The records that follow are to be repeated exactly, in full.

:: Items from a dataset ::
=== Section Start ===
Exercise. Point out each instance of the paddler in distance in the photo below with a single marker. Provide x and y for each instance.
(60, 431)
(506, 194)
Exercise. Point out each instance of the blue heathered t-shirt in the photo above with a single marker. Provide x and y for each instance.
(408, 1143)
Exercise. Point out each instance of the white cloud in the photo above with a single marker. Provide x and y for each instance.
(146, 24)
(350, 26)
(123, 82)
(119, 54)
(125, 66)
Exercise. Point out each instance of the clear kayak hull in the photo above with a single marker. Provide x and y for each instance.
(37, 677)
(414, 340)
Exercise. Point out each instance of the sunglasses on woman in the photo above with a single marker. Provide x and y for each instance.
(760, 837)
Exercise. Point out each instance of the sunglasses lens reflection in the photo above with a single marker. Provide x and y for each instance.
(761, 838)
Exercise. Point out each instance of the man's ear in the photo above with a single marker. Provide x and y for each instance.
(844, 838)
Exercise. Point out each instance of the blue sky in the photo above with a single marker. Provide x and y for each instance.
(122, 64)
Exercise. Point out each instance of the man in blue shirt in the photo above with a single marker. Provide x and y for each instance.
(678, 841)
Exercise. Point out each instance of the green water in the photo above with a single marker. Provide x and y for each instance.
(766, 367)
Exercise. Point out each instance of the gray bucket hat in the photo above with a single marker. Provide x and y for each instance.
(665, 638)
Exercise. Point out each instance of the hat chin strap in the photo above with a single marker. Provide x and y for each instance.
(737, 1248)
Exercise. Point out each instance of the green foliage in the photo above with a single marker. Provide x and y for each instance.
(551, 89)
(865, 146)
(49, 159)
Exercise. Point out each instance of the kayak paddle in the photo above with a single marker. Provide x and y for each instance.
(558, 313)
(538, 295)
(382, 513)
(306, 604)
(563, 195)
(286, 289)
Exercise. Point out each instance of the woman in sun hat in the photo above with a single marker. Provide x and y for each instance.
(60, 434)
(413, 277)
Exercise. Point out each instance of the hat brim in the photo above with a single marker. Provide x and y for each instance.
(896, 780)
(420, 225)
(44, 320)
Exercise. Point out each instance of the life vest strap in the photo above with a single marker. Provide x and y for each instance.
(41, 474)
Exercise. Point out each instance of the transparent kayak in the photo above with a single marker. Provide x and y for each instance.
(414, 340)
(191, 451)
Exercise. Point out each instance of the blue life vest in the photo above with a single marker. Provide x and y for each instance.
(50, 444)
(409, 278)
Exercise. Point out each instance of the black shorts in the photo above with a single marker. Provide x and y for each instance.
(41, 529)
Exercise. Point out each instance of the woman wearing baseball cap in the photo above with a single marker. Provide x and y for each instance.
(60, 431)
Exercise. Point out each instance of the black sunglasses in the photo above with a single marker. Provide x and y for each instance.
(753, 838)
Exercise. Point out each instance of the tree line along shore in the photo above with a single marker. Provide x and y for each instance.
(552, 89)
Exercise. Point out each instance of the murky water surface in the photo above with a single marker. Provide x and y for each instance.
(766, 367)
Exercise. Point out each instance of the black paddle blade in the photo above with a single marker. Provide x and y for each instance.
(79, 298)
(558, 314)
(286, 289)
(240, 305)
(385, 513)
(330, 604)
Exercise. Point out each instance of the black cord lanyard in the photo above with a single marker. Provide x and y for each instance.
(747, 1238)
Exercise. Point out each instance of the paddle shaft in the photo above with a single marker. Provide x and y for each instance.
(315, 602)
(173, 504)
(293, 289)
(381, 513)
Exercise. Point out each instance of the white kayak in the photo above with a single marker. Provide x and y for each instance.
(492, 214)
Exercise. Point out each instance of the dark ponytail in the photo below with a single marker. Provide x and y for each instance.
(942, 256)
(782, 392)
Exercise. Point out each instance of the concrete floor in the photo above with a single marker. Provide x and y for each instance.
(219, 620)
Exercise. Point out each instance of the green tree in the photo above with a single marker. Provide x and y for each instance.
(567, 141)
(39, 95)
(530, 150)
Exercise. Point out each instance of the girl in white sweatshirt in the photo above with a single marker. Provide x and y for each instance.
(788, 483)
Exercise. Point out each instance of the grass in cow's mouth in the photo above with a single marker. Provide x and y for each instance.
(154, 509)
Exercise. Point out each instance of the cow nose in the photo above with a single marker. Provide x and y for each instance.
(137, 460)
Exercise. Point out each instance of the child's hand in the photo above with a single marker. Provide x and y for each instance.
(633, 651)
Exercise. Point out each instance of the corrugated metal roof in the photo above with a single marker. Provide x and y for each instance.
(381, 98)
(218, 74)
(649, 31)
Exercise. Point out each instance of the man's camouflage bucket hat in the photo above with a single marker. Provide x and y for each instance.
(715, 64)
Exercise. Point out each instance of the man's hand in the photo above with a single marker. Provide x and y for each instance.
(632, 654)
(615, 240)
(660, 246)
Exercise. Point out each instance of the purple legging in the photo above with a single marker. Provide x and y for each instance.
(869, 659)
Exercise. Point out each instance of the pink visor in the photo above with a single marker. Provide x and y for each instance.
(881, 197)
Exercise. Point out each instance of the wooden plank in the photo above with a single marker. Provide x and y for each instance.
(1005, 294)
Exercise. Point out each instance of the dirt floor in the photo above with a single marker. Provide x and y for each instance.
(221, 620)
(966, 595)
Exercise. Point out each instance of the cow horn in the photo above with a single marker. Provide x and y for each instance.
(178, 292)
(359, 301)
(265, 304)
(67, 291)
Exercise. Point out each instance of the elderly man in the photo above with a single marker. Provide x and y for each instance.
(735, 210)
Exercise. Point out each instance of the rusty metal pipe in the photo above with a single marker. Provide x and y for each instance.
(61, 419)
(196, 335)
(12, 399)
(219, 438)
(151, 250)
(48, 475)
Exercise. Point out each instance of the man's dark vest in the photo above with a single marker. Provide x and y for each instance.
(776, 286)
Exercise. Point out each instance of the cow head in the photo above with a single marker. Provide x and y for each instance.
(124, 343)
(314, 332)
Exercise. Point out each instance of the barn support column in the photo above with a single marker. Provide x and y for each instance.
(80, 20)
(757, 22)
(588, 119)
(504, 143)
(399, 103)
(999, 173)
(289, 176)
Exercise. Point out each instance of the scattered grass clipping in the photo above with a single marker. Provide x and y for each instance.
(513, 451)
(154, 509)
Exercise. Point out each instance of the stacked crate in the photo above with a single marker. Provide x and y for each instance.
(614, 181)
=== Section End ===
:: Response to the task ::
Exercise. Point out each instance of the paddler in distance in the photo below with a single marker. Provide x and y for each instance.
(60, 431)
(506, 194)
Exercise. Point out each instance of the blue heathered t-shirt in the photo above with a single marker. Provide x and y for each instance.
(408, 1143)
Exercise. Point out each instance of the white cloud in the photo above with a single marker. Provide x and y for each instance.
(146, 24)
(350, 26)
(123, 82)
(119, 54)
(125, 66)
Exercise. Point out each instance of the clear kayak hull in the photo above with a single marker. Provide x and y for each instance.
(37, 677)
(414, 340)
Exercise. Point out each instance of the sunglasses on woman in the photo above with a single marker. Provide x and y for each instance.
(760, 837)
Exercise. Point out each instance of the sunglasses lens reflection in the photo above with a single marker. Provide x and y for each instance.
(761, 838)
Exercise. Point out each instance of the man's ear in the photo above with a single marker. Provide x and y for each instance.
(844, 838)
Exercise. Point out each instance of the blue sky in the photo above with a single marker. Provide x and y for each instance.
(122, 64)
Exercise. Point out each instance of the man in blue shirt in the photo above with a single marker. Provide x and y for each instance.
(678, 841)
Exercise. Point out each instance of the green water in the photo above with a single marker. Provide x and y for each instance.
(766, 367)
Exercise. Point out each instance of the gray bucket hat in the photo above with a single marker. Provide x and y for each instance.
(665, 638)
Exercise. Point out each instance of the hat chin strap in the photo above with a single marker. Provide x and y for each instance.
(737, 1248)
Exercise. Point out each instance of the green foliage in the photo above with a single marker. Provide x and y for each instance.
(551, 89)
(865, 146)
(49, 159)
Exercise. Point out each instance of the kayak paddle in the photo above with a single marker. Provide x and y for each instance.
(558, 313)
(538, 295)
(382, 513)
(306, 604)
(563, 195)
(286, 289)
Exercise. Point out each instance of the woman in sun hat in the photo above with a single marker. Provide x and y for each instance.
(60, 434)
(413, 277)
Exercise. Point out each instance of the hat brim in the photo above with a single marker. Provide x and y for each instance.
(896, 780)
(420, 225)
(44, 320)
Exercise. Point out each instance of the life vest strap in the photo above with a single marker. Provide x and y for each instance.
(41, 474)
Exercise. Point out each instance of the transparent kayak in the photo above with a single marker. Provide x and y for each instance.
(414, 340)
(191, 451)
Exercise. Point out each instance of the blue life vest in the photo above with a single marker. Provide x and y for each instance.
(50, 444)
(409, 278)
Exercise. Point out each instance of the black shorts in the photo above with a single marker. Provide x and y for each instance.
(41, 529)
Exercise. Point out each instance of the woman wearing baseball cap in the photo above with a single marker. Provide x and y for each instance.
(60, 431)
Exercise. Point out each instance of the black sunglasses in the photo above with a single marker. Provide x and y for each instance.
(753, 838)
Exercise. Point out each instance of the tree line along shore in the photo above with a single marker. Provide x and y for each instance.
(552, 89)
Exercise. Point out each instance of the murky water surface in the photo above with a single marker. Provide x and y for each instance.
(766, 367)
Exercise. Point out each instance of the black paddle blade in the photo above with a single marker. Provide x and y for each instance.
(79, 298)
(558, 314)
(286, 289)
(240, 305)
(385, 513)
(330, 604)
Exercise. Point out each instance of the black cord lanyard in the photo above with a single marker. Provide x and y for each instance.
(747, 1238)
Exercise. Point out each instance of the paddle shaft in the photo above with a single marker. Provide x and y for each instance.
(315, 602)
(173, 504)
(293, 289)
(381, 513)
Exercise. Point out each instance of the white kayak in the photo above with a single marker. Provide x and y for each instance.
(492, 214)
Exercise. Point out each instance of the dark ponytail in the photo below with a single marker. Provide x and y for each instance.
(942, 256)
(782, 392)
Exercise. Point out each instance of the concrete floor in the photo above with a single marker. Provide x and y for each instance.
(219, 620)
Exercise. Point out each instance of the green tree in the photo above with a single marker. Provide x and y for each instance.
(567, 141)
(39, 95)
(530, 150)
Exercise. Point out each instance of the girl in white sweatshirt in the photo above with a single marker. Provide x and y for each instance.
(788, 483)
Exercise. Point out each instance of the grass in cow's mouth in the photo above with a single marker. Provide x and y for each instance.
(154, 509)
Exercise. Point out each instance of the cow nose in the photo above with a single marker. Provide x and y for each instance.
(137, 460)
Exercise. Point out each instance of the child's hand in the photo above with a single marker. Provide x and y for each instance.
(633, 651)
Exercise. Point out each instance of the corrugated metal roof in the photo above with a single marker. Provide x and y for each instance.
(381, 98)
(218, 74)
(649, 31)
Exercise. Point out each instance of the man's camouflage bucket hat in the photo above with a single marker. Provide x and y for each instance.
(715, 64)
Exercise. Point out each instance of the man's hand in the photo above with a single marker. Provide x and y for each instance.
(632, 654)
(615, 240)
(660, 246)
Exercise. Point out each instance of the purple legging in the photo above with a single marker. Provide x and y for each instance.
(869, 659)
Exercise. Point out each instance of the pink visor in the photo above with a single marker. Provide x and y for each instance.
(881, 197)
Exercise. Point out each instance of the wooden plank in the photo above with a single marker. Provide x and y for each instance.
(1005, 294)
Exercise. Point out each instance of the dirt floor in the photo above with a single marker. Provide x and y for each instance.
(221, 620)
(966, 595)
Exercise. Point out each instance of the cow horn in the photo above with a single marker. Provide x and y for each instance.
(178, 292)
(359, 301)
(265, 304)
(67, 291)
Exercise. Point out each instance of the elderly man in the photo above with a single marker. Provide x and y for each instance.
(735, 210)
Exercise. Point out each instance of the rusty metal pipe in the photo above with a single marker. Provide x and y for each instance.
(61, 419)
(196, 335)
(12, 399)
(219, 438)
(151, 250)
(48, 475)
Exercise. Point out each instance of the man's dark vest in the photo above with a single marker. Provide x and y for each instance.
(776, 286)
Exercise. Point out each instance of the cow head in the photo above with a single marker. Provide x and y for each instance.
(124, 343)
(314, 332)
Exercise. Point out each instance of the barn support column in the photo above with a single marker. Provide x and y for each instance.
(80, 20)
(757, 22)
(588, 119)
(504, 143)
(399, 103)
(999, 173)
(289, 176)
Exercise. Point out each instance of the scattered grass clipping in the photo above with a single marker. Provide x and y for each instance.
(513, 451)
(154, 509)
Exercise. Point out each instance of the stacked crate in the photo above with a single marker. Provide x and y for each instance.
(614, 181)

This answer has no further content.